_ACTIVITY_:
For this exercise, print all of the entries exactly as given.

○ ○ ○ ○

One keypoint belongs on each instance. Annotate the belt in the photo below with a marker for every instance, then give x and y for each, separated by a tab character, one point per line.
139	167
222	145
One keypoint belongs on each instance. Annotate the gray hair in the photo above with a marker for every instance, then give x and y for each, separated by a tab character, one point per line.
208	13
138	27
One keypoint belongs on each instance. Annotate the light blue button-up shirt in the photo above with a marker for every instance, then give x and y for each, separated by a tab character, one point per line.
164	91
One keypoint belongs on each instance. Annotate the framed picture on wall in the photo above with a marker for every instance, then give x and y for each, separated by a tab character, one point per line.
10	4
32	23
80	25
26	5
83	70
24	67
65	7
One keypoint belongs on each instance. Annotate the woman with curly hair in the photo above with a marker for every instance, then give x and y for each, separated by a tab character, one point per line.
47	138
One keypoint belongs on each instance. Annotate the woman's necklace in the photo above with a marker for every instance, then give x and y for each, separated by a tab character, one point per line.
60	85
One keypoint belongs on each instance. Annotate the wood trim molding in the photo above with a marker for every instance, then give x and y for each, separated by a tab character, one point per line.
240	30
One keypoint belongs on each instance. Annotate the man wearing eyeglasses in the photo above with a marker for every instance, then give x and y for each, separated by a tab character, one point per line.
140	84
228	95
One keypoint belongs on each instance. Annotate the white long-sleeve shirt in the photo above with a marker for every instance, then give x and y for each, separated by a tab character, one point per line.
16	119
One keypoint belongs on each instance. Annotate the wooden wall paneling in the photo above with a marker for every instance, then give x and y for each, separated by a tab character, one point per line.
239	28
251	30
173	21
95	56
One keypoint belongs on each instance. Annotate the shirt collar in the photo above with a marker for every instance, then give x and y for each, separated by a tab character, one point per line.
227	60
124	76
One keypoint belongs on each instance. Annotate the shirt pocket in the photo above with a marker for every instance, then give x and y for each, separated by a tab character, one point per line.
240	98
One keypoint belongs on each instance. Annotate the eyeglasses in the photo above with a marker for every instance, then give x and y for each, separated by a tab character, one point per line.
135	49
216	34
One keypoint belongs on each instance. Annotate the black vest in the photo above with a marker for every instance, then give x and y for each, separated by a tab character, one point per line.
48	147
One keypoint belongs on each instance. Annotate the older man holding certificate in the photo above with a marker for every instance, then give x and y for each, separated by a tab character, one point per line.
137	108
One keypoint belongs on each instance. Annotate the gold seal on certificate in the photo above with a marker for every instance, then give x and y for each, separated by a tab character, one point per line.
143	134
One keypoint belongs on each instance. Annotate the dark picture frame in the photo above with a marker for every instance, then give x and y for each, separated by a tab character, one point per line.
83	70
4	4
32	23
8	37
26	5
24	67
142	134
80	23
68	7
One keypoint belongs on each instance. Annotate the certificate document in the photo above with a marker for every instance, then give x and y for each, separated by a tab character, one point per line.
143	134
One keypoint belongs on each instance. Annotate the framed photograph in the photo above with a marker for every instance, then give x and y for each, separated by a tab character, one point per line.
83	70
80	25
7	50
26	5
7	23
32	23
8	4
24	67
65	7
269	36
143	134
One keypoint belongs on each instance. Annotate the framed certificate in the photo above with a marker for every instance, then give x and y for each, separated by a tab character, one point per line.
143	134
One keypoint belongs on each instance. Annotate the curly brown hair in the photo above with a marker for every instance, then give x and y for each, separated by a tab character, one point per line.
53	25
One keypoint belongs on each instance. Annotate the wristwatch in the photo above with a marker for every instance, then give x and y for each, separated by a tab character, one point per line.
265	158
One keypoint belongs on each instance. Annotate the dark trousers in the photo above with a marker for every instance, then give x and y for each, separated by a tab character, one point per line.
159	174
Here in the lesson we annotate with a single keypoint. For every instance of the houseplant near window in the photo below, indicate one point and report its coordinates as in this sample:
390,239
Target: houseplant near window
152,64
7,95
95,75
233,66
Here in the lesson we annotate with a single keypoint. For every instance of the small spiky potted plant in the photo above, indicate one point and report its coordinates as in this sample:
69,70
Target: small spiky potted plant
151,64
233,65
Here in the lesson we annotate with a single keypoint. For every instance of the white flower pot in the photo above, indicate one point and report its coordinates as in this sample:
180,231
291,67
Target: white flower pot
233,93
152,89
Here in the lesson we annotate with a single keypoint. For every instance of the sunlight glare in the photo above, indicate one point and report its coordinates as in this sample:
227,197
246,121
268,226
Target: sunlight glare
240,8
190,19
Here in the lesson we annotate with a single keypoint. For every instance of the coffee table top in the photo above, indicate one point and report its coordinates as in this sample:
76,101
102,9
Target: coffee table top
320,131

○ ○ ○ ○

_SOLUTION FOR THIS TASK_:
One keypoint belongs on each instance. Annotate the belt in the photo below with a marker for every instance, then give x and y for each, separated by a tab character, one point per line.
139	167
222	145
One keypoint belongs on each instance. Annotate the gray hair in the photo above with a marker for every instance, then give x and y for each, separated by a tab character, one point per line.
208	13
138	27
One keypoint belongs on each instance. Annotate the light blue button-up shirt in the photo above with a marker for every instance, then give x and y for each, separated by a tab character, one point per line.
164	91
One keypoint belongs on each instance. Annotate the framed picture on wall in the photo above with a marker for every instance, then give x and y for each, separated by a tab character, one point per line.
10	4
32	23
80	25
26	5
83	70
24	67
65	7
One keypoint belongs on each instance. Annotate the woman with curly hair in the photo above with a marker for every instance, then give x and y for each, separated by a tab character, one point per line.
47	138
One keypoint belongs on each instance. Annotate the woman's necklace in the photo above with a marker for every instance, then give x and y for each, separated by a tab character, one point per line.
60	85
One keypoint belongs on each instance. Annotate the wood trim molding in the photo above with a marker for every instance, then give x and y for each, separated by a tab character, one point per line.
240	30
One keypoint belongs on each instance. Annotate the man wearing eyeglasses in the photo above with a marker for every instance, then give x and y for each, separated by a tab character, one point per line.
140	84
228	95
One keypoint belongs on each instance. Annotate the white long-sleeve shirt in the photo above with a marker for every instance, then give x and y for each, separated by a tab character, one point per line.
16	119
One keypoint belongs on each instance. Annotate the wooden wall paneling in the photo above with a marker for every instance, then give x and y for each, separated by a tab character, one point per line.
239	28
251	30
173	21
95	56
One keypoint belongs on each instance. Annotate the shirt collar in the photo above with a marker for every instance, then give x and y for each, separated by a tab character, one point per line.
227	60
124	76
One keypoint belongs on each instance. Annotate the shirt pocket in the photo above with a marker for every instance, then give x and y for each, separated by a tab character, one point per line.
240	98
One keypoint belongs on each instance. Annotate the eyeglasses in the photo above with a marker for every instance, then give x and y for each, separated by a tab character, one point per line.
135	49
216	34
One keypoint belongs on each instance. Annotate the black vest in the photo above with a marker for every instance, then give x and y for each, separated by a tab character, one point per line.
48	147
One keypoint belongs on each instance. Annotate the older man holding certificate in the photo above with a marker for every instance, then give x and y for each, separated by a tab character, one point per line.
137	108
One keypoint belongs on each instance. Annotate the gold seal on certificate in the photo above with a marker for every instance, then give x and y for each, separated by a tab character, one point per line.
143	134
One keypoint belongs on each instance. Annotate the dark picture frame in the photo above with a marker for every instance, then give x and y for each, separated by a tab character, one point per line.
83	70
4	4
32	23
8	37
26	5
24	67
142	134
80	23
68	7
One keypoint belongs on each instance. Annotate the certificate document in the photo above with a marker for every instance, then give x and y for each, separated by a tab character, one point per line.
143	134
One keypoint belongs on each instance. Annotate the framed photograph in the photo above with a marker for every instance, then give x and y for each, separated by a tab character, one point per line.
83	70
80	25
7	50
26	5
7	23
32	23
8	4
24	67
65	7
269	36
143	134
One keypoint belongs on each instance. Annotate the framed certificate in the photo above with a marker for every instance, then give x and y for each, separated by a tab character, one point per line.
143	134
One keypoint belongs on each instance. Annotate the curly brown hair in the photo above with a marker for every instance, then give x and y for each, separated by a tab character, one point per line.
53	25
One keypoint belongs on each instance. Annotate the wristwatch in the photo above with a marker for every instance, then give x and y for each, separated by a tab character, one point per line.
265	158
One keypoint belongs on each instance. Annotate the dark trousers in the photo above with a marker for every instance, then give x and y for each, separated by a tab character, one point per line.
159	174
Here in the lesson we annotate with a single keypoint. For every instance of the houseplant near window in the photo below, indicate one point and report its coordinates as in this sample:
390,239
Target: houseplant near window
152,64
7,95
95,75
233,66
Here in the lesson we annotate with a single keypoint. For every instance of the small spiky potted plant in the photo above, indicate one point and report its coordinates as in this sample:
69,70
Target: small spiky potted plant
151,64
233,65
Here in the lesson we annotate with a single keypoint. For every instance of the white flower pot in the photo above, indicate one point and report its coordinates as in this sample:
180,231
291,67
Target: white flower pot
233,93
152,89
Here in the lesson we annotate with a single keypoint. For every instance of the sunlight glare in the photo above, indicate one point and report its coordinates as in this sample:
227,197
246,121
268,226
Target: sunlight glare
240,8
190,19
Here in the lesson we annotate with a single keypoint. For every instance of the coffee table top in the photo above, indicate one point and report its coordinates as in this sample:
76,101
102,9
Target: coffee table top
320,131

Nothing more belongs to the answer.